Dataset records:
▼
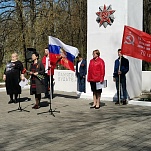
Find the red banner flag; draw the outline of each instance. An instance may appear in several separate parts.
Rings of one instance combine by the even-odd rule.
[[[151,62],[151,35],[125,26],[121,49],[123,55]]]

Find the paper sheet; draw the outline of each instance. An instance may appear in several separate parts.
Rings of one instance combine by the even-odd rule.
[[[25,85],[27,85],[28,84],[28,80],[25,78],[25,80],[23,81],[23,80],[21,80],[20,82],[19,82],[19,85],[23,88]]]

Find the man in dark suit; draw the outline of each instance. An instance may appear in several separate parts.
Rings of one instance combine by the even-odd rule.
[[[82,58],[81,54],[78,54],[78,61],[76,63],[76,76],[78,82],[79,92],[85,93],[85,79],[87,73],[86,60]]]

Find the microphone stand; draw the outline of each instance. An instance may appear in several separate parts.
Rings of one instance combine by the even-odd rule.
[[[60,57],[57,61],[56,61],[56,63],[55,63],[55,65],[60,61],[62,59],[62,57]],[[60,111],[56,111],[56,109],[54,109],[54,110],[52,110],[52,78],[51,78],[51,68],[49,69],[50,70],[50,83],[49,83],[49,85],[50,85],[50,97],[49,97],[49,110],[48,111],[45,111],[45,112],[41,112],[41,113],[37,113],[37,115],[39,115],[39,114],[43,114],[43,113],[50,113],[52,116],[54,116],[55,117],[55,115],[54,115],[54,112],[56,112],[56,113],[60,113]]]
[[[22,109],[22,108],[21,108],[21,106],[20,106],[20,94],[19,94],[19,101],[18,101],[18,105],[19,105],[19,106],[18,106],[18,109],[8,111],[8,113],[10,113],[10,112],[14,112],[14,111],[20,111],[20,112],[25,111],[25,112],[30,112],[30,111],[27,111],[27,110],[25,110],[25,109]]]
▲
TO DO:
Copy out every line of the material above word for word, omitting the pictures.

RESULT BELOW:
Find the red banner flag; draw the outline of each instance. An instance may appear in several separate parts.
Rings of one instance combine by the even-odd rule.
[[[151,62],[151,35],[125,26],[121,49],[123,55]]]

Find the paper sheet; draw the outline of each instance. An instance may appear in several separate parts.
Rings of one instance combine by the even-odd rule.
[[[25,85],[27,85],[28,84],[28,80],[25,78],[25,80],[23,81],[23,80],[21,80],[20,82],[19,82],[19,85],[23,88]]]

Find the man in dark suit; draw the outline of each instance. An instance may appear in several separate parts.
Rings of one instance combine by the even-odd rule.
[[[82,58],[81,54],[78,54],[78,61],[76,63],[76,76],[78,82],[79,92],[85,93],[85,79],[87,73],[86,60]]]

Find the microphone stand; draw the outline of each instance. An instance may appear in several separate parts.
Rings of one instance combine by the even-odd rule.
[[[60,57],[57,61],[56,61],[56,63],[55,63],[55,65],[60,61],[62,59],[62,57]],[[60,111],[56,111],[56,109],[54,109],[54,110],[52,110],[52,78],[51,78],[51,68],[49,69],[50,70],[50,83],[49,83],[49,85],[50,85],[50,97],[49,97],[49,110],[48,111],[45,111],[45,112],[41,112],[41,113],[37,113],[37,115],[39,115],[39,114],[43,114],[43,113],[50,113],[52,116],[54,116],[55,117],[55,115],[54,115],[54,112],[56,112],[56,113],[60,113]]]
[[[22,109],[22,108],[21,108],[21,106],[20,106],[20,94],[19,94],[19,101],[18,101],[18,105],[19,105],[19,106],[18,106],[18,109],[8,111],[8,113],[10,113],[10,112],[14,112],[14,111],[20,111],[20,112],[25,111],[25,112],[30,112],[30,111],[27,111],[27,110],[25,110],[25,109]]]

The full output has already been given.